▸ **Task description**: Repeat every record exactly, but keep images out of the copy.

▸ **Data for this task**:
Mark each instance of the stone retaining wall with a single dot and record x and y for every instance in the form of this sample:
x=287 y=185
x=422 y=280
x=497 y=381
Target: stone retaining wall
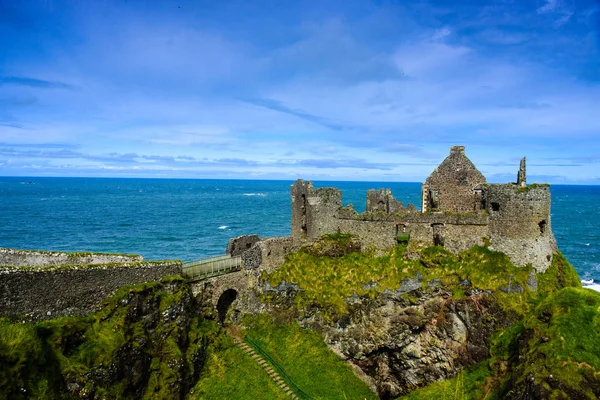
x=45 y=258
x=49 y=291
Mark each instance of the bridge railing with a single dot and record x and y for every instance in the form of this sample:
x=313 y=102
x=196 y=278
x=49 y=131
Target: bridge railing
x=212 y=266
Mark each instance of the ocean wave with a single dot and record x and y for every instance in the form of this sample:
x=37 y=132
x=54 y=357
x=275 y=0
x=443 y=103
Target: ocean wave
x=589 y=283
x=594 y=286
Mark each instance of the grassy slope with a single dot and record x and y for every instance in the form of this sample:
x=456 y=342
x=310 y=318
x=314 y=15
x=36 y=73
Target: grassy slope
x=35 y=358
x=307 y=360
x=231 y=374
x=560 y=332
x=330 y=281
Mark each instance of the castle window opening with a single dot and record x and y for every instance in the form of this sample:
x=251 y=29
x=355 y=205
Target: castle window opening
x=434 y=199
x=225 y=301
x=542 y=226
x=438 y=234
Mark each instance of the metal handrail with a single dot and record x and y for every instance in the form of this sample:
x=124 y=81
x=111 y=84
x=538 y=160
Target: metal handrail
x=213 y=266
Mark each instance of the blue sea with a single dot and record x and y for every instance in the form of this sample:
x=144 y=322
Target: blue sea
x=188 y=219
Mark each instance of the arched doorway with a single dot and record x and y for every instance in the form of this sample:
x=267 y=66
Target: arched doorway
x=225 y=301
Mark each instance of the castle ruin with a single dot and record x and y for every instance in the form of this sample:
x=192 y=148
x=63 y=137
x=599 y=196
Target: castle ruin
x=459 y=210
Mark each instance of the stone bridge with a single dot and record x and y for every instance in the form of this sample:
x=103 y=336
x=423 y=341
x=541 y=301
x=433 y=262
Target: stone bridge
x=236 y=292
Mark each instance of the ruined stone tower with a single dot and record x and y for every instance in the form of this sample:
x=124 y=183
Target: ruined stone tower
x=459 y=211
x=454 y=186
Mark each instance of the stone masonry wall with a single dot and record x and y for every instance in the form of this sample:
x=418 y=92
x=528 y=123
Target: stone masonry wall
x=45 y=258
x=47 y=292
x=240 y=244
x=453 y=184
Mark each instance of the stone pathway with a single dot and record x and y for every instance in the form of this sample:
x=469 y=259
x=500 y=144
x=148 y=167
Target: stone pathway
x=268 y=369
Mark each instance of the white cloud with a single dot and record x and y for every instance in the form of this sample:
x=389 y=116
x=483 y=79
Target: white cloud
x=549 y=6
x=440 y=34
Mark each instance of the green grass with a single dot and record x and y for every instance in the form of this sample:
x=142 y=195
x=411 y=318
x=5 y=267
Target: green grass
x=306 y=359
x=232 y=374
x=328 y=281
x=561 y=340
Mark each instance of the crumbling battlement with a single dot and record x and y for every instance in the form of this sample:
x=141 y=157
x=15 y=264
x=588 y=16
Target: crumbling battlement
x=459 y=210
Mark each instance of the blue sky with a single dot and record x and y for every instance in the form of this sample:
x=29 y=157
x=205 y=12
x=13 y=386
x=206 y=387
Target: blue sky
x=322 y=90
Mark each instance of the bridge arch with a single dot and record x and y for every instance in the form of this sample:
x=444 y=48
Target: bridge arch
x=224 y=303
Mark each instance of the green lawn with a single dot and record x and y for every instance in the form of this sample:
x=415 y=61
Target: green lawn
x=303 y=354
x=231 y=374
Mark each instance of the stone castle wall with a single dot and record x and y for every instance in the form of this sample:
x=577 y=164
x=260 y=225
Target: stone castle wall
x=454 y=185
x=45 y=258
x=47 y=292
x=513 y=220
x=520 y=223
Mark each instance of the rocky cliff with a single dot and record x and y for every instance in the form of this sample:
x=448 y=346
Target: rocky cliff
x=408 y=324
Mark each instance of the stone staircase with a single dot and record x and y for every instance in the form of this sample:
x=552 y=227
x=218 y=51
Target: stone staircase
x=265 y=365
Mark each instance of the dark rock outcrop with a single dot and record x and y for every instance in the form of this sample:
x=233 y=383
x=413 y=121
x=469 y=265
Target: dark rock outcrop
x=408 y=339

▸ **Reply to the exercise**:
Mark each instance of the stone retaining wall with a single dot and record x and y for every instance in the form of this sample:
x=287 y=185
x=422 y=280
x=497 y=381
Target: stone retaining wall
x=45 y=258
x=49 y=291
Mark each instance of the bridge railing with a single dot and record x and y for every instance in the form of this sample:
x=313 y=102
x=196 y=278
x=49 y=131
Target: bridge railing
x=212 y=266
Mark each instance of the ocean wave with a single dot and record x and y for every instance in the form of this sample:
x=37 y=132
x=54 y=357
x=275 y=0
x=443 y=103
Target: ocean wave
x=589 y=283
x=594 y=286
Mark each instance of the grassy slope with a single dot and record x and y for every instance in the form of this sample:
x=456 y=342
x=310 y=318
x=314 y=15
x=36 y=73
Target: grassy slope
x=35 y=358
x=307 y=360
x=231 y=374
x=560 y=332
x=330 y=281
Mark each instance of the castle window opening with a single dot and record x and y for every instance in the form of this sample:
x=251 y=29
x=355 y=205
Target: castle window opening
x=434 y=199
x=225 y=301
x=542 y=226
x=438 y=234
Mark each instance of the metal handrail with a single dot and record x and y for every instance in the form of this sample:
x=124 y=81
x=111 y=84
x=538 y=160
Target: metal handrail
x=213 y=266
Mark each instance of the blue sea with a single dot and record x and y for every instance in the form of this sample:
x=144 y=322
Target: blue sea
x=188 y=219
Mark each instance of the arched doorway with a single dot and record x and y for every instance in the form of this sample:
x=267 y=66
Target: arched doorway
x=225 y=301
Mark each instance of the castle ruin with a single dot and record x and y for every instance in the form of this sample:
x=192 y=148
x=63 y=137
x=599 y=196
Target: castle ruin
x=459 y=210
Mark each instance of the stone bridge with a single dot and record x and y for every instance in the form of this sample:
x=103 y=336
x=423 y=341
x=541 y=301
x=433 y=262
Target: stone bridge
x=236 y=292
Mark each instance of the ruined stone tower with a single dot and record x and y for every instance in the form of this sample:
x=124 y=183
Target: ruined stone tower
x=459 y=211
x=454 y=186
Mark each instance of the stone masonry wall with a single dot and record x and y for every instance in the form of this sample:
x=418 y=92
x=528 y=123
Target: stone masonry wall
x=45 y=258
x=47 y=292
x=240 y=244
x=453 y=184
Mark each instance of the stone pathway with a single dot and record x and y for every instance in the form of this sample:
x=469 y=259
x=500 y=144
x=148 y=167
Target: stone pathway
x=268 y=369
Mark each instance of the white cloud with a single dot and record x and y for every instance in the form of this sample:
x=389 y=116
x=483 y=79
Target: white cloud
x=549 y=6
x=440 y=34
Mark each instance of the green grass with a single dot and record x and y for every instance in the form of this sample:
x=142 y=195
x=411 y=318
x=5 y=267
Target: green grass
x=306 y=359
x=232 y=374
x=328 y=281
x=561 y=340
Mark each instance of the crumbling battlement with a single dot and record x and y for every instance in the form of this sample:
x=141 y=157
x=15 y=264
x=588 y=16
Target: crumbling battlement
x=459 y=210
Mark each instance of the blue sky with a single dot and record x and y for every instance in the form of this sample:
x=29 y=157
x=205 y=12
x=13 y=386
x=206 y=387
Target: blue sky
x=322 y=90
Mark each instance of the bridge arch with a single dot and record x and y for every instance in the form of this sample:
x=444 y=48
Target: bridge arch
x=224 y=303
Mark each instance of the green lawn with a single dot and record x and y for every instance in the form of this sample:
x=415 y=61
Target: green lawn
x=303 y=354
x=231 y=374
Mark each instance of the stone castle wall with a single dot and record x and y for every instance in the form of this sample:
x=577 y=164
x=260 y=225
Target: stone castle wall
x=454 y=185
x=45 y=258
x=47 y=292
x=513 y=220
x=520 y=223
Mark each instance of the rocky cliff with a single dot and record x and y for every instance in the form of this sample:
x=448 y=346
Target: rocky cliff
x=408 y=324
Mark each instance of the stone staircase with a single dot and record x and y for every instance in the form of this sample:
x=552 y=227
x=218 y=51
Target: stone staircase
x=265 y=365
Mark each instance of the dark rock outcrop with a single dot and record x and y for every instance in the form of this sample:
x=233 y=383
x=413 y=121
x=469 y=265
Target: dark rock outcrop
x=408 y=339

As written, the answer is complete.